WRITTEN TASK 1: Set down the passage on the University of Baltimore word for word, starting with "The University of" and going on through "St. in 1925.".

TEXT EXTRACT:
........
The University of Baltimore (UBalt, UB) is a public university in Baltimore, Maryland. It is part of the University System of Maryland. UBalt's schools and colleges provide education in business, law, public affairs, and the applied arts and sciences. The university is the location of one of Maryland's two law schools.

History

Early history 

 Founded by a group of Baltimore business professionals, UBalt originally sought to provide educational opportunities for working men and women, meaning that the first classes were held not above the ornate dragons of the current liberal arts and policy building, but in a four-story rowhouse on St. Paul St. in 1925.

In 1937, after the addition of day programs to augment the initial night courses, a full-scale junior college was added to the university's offerings. Other changes in the following decades included the construction of the Langsdale Library in 1966, according to an administrative history of the school. In the 1970s, UBalt merged with Eastern College, Mount Vernon School of Law, and Baltimore College of Commerce.

During the presidency of Thomas Granville Pullen, the university became regionally accredited in 1971 with the Middle States Association of Colleges and Schools and built the Langsdale Library. For a three-decade period that started in 1975 and would eventually end in 2007, UBalt became an "upper division academic institution,” offering only third and fourth year undergraduate and post-graduate course work. Also in 1975, ownership was assumed by the state of Maryland.
........
DATA TO USE:

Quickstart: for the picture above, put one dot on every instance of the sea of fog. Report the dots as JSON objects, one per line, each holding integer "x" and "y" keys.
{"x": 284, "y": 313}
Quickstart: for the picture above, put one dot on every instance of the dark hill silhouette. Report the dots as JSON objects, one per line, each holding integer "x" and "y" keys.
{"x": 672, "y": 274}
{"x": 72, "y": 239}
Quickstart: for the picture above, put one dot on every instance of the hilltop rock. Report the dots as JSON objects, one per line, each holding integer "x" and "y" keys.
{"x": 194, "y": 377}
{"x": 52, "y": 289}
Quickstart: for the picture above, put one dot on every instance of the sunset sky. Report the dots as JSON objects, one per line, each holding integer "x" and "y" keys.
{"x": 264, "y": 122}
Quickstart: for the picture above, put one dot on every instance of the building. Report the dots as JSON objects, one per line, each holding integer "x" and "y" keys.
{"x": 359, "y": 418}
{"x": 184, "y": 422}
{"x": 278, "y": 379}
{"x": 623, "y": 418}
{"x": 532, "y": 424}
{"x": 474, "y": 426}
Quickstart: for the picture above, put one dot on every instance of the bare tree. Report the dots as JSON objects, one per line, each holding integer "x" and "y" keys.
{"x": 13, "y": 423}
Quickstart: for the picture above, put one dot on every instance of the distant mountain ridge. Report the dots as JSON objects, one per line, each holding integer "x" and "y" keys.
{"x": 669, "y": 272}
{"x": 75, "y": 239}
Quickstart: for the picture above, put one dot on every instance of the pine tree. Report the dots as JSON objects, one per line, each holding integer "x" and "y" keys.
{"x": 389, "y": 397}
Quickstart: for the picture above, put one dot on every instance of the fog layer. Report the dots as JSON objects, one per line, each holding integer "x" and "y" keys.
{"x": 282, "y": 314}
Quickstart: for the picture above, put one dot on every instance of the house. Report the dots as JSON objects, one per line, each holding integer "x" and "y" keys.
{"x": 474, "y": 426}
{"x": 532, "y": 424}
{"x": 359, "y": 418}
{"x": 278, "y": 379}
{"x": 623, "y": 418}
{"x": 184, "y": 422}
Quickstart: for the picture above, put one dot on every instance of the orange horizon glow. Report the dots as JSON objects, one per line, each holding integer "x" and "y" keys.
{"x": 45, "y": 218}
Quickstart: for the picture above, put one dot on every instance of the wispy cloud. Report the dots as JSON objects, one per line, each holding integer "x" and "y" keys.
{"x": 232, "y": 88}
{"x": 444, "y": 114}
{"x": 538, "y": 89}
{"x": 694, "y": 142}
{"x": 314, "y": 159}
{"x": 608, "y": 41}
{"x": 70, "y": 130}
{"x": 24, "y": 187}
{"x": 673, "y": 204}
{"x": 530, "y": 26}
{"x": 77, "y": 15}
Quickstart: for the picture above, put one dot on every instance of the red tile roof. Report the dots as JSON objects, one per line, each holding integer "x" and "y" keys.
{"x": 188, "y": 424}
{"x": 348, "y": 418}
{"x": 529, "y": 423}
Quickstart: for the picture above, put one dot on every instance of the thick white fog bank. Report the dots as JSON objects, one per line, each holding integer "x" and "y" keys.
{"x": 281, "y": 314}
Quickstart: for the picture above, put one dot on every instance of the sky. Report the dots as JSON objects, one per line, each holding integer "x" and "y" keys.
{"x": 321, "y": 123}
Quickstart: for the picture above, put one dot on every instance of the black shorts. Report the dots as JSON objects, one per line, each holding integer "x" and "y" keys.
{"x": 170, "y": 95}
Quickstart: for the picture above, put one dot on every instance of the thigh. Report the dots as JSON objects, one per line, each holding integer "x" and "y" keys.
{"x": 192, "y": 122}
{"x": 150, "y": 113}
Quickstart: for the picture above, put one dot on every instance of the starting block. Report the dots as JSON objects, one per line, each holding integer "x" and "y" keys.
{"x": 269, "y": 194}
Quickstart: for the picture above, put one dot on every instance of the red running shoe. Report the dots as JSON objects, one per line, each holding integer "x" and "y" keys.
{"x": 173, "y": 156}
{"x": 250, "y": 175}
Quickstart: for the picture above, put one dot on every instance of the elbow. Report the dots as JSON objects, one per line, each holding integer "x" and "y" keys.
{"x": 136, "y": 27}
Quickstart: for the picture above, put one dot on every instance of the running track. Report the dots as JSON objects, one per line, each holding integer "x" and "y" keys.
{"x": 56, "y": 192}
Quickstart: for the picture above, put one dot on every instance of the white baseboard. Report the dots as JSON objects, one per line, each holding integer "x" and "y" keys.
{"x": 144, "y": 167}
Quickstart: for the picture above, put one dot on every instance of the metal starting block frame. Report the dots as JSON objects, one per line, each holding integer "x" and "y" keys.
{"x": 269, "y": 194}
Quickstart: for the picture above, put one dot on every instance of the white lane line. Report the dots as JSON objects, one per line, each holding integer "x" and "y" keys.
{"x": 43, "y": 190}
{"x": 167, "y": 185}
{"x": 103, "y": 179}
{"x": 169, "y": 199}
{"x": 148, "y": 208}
........
WRITTEN TASK 2: In the records, starting with the line with "the white lane" and going on through the end of the records, switch "lane line" to "track marking". Give back only those lines, with everything else left unchanged.

CORRECT OUTPUT 1:
The University of Baltimore (UBalt, UB) is a public university in Baltimore, Maryland. It is part of the University System of Maryland. UBalt's schools and colleges provide education in business, law, public affairs, and the applied arts and sciences. The university is the location of one of Maryland's two law schools.

History

Early history 

 Founded by a group of Baltimore business professionals, UBalt originally sought to provide educational opportunities for working men and women, meaning that the first classes were held not above the ornate dragons of the current liberal arts and policy building, but in a four-story rowhouse on St. Paul St. in 1925.

CORRECT OUTPUT 2:
Quickstart: for the picture above, put one dot on every instance of the white track marking. Report the dots as JSON objects, one per line, each holding integer "x" and "y" keys.
{"x": 43, "y": 190}
{"x": 167, "y": 185}
{"x": 103, "y": 179}
{"x": 169, "y": 199}
{"x": 148, "y": 208}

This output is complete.